#### Lesetext:
* * * *
Querverbindungen: Wird der Tischlermeister gefragt, ob er Berliner sei,
überlegt er. Die Antwort sei komplex und habe mit der Familiengeschichte zu
tun. Scharnicks Großmutter mütterlicherseits wurde 1902 [2][in Halensee]
geboren. „Sie erlebte die Gegend noch als grüne Wiese.“ Das erzählte sie
ihm vor 30 Jahren, als er und seine Frau frisch in der Wohnung lebten und
sie zu Besuch kam. „Es war spannend, das Viertel mit ihr zu erkunden.“ Die
Großmutter erkannte alles wieder: „Da habe ich gewohnt.“ – „Da wurde i…
eingeschult.“ In dem Haus, in dem sie geboren wurde, war nun eine Apotheke
– die Stamm-Apotheke von Enkel Bernhard Scharnick. Die Kirche, in der die
Oma heiratete, war der Arbeitsplatz seiner Frau, als sie noch
Kirchenmusikerin war. Solche „Verbindungen zur Stadt“, wie Scharnick sie
aufzählt, gebe es in seiner Biografie reichlich. Sie sind wichtig, um sich
zu verorten. Aber es hätte auch anders laufen können.
Chile und Frankfurt: 1961 kam Bernhard Scharnick in Frankfurt am Main zur
Welt. Seine Eltern waren kurz vor seiner Geburt von Chile nach Deutschland
zurückgekehrt, wohin sie Ende der 1950er Jahre gezogen waren. Nachdem sie
sich kennengelernt hatten, fragte der Vater die Mutter: „Ich habe einen Job
in Südamerika, kommst du mit?“ Die Mutter nickte. „Okay“, sagte der Vate…
„wir müssen in vier Wochen los.“ Bernhard Scharnicks Eltern „heirateten
schnell, blieben lebenslang zusammen und bekamen vier Kinder“. Zurück nach
Deutschland gingen sie, weil sie nicht wollten, dass Sohn Bernhard in
Südamerika zum Militär muss – denn wenn man in Chile geboren ist, ist man
automatisch Staatsangehöriger. Seine Schulzeit verbrachte Scharnick dann in
Nürnberg. Später zog er wegen der Tischlerlehre nach Heidelberg und war in
der Marine in Flensburg.
Freiburg und Freyburg: Nach der Zeit bei der Marine folgte Bernhard
Scharnick seiner jüngeren Schwester nach Berlin: „Es war in den achtziger
Jahren. Sie hatte eine gute Freundin, die sie mir vorstellen wollte.“
Kathrin, die Freundin, war auch neugierig, wollte den Bruder kennenlernen.
Der Rest ist Geschichte; „ein bisschen zusammen lachen, quatschen …“ Eine
Anekdote über den Beginn der Liebe erzählt Scharnick gerne: „Es war die
gleiche Woche, in der ich Frau Freyburg traf und in Freiburg einen Job
bekam.“ Dort zog er dann auch hin.
* * * *
#### Aufgabe A:
Schreiben Sie aus dem Text über Bernhard Scharnick den Abschnitt wortgetreu ab, beginnend bei „Freiburg und Freyburg: Nach“ und endend bei „dann auch hin.“.
#### Aufgabe B:
Fassen Sie den Text über Bernhard Scharnick in drei Sätzen zusammen.

#### Quellenauszug:
* * * *
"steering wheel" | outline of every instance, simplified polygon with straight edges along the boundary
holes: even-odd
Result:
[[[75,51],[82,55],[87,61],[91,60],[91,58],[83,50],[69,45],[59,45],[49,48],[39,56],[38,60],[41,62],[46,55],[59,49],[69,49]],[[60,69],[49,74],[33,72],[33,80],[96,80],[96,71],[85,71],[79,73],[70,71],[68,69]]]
* * * *
#### Lösung A:
Freiburg und Freyburg: Nach der Zeit bei der Marine folgte Bernhard
Scharnick seiner jüngeren Schwester nach Berlin: „Es war in den achtziger
Jahren. Sie hatte eine gute Freundin, die sie mir vorstellen wollte.“
Kathrin, die Freundin, war auch neugierig, wollte den Bruder kennenlernen.
Der Rest ist Geschichte; „ein bisschen zusammen lachen, quatschen …“ Eine
Anekdote über den Beginn der Liebe erzählt Scharnick gerne: „Es war die
gleiche Woche, in der ich Frau Freyburg traf und in Freiburg einen Job
bekam.“ Dort zog er dann auch hin.

#### Lösung B:
Der Tischlermeister Bernhard Scharnick, dessen Großmutter mütterlicherseits 1902 in Halensee geboren wurde, zählt in seiner Biografie zahlreiche Verbindungen zu Berlin auf. Er kam 1961 in Frankfurt am Main zur Welt, nachdem seine Eltern aus Chile zurückgekehrt waren, damit er dort nicht zum Militär muss. Später verbrachte er seine Schulzeit in Nürnberg, ging für die Tischlerlehre nach Heidelberg, war bei der Marine in Flensburg und folgte danach seiner jüngeren Schwester nach Berlin, wo er deren Freundin Kathrin traf und in derselben Woche einen Job in Freiburg bekam.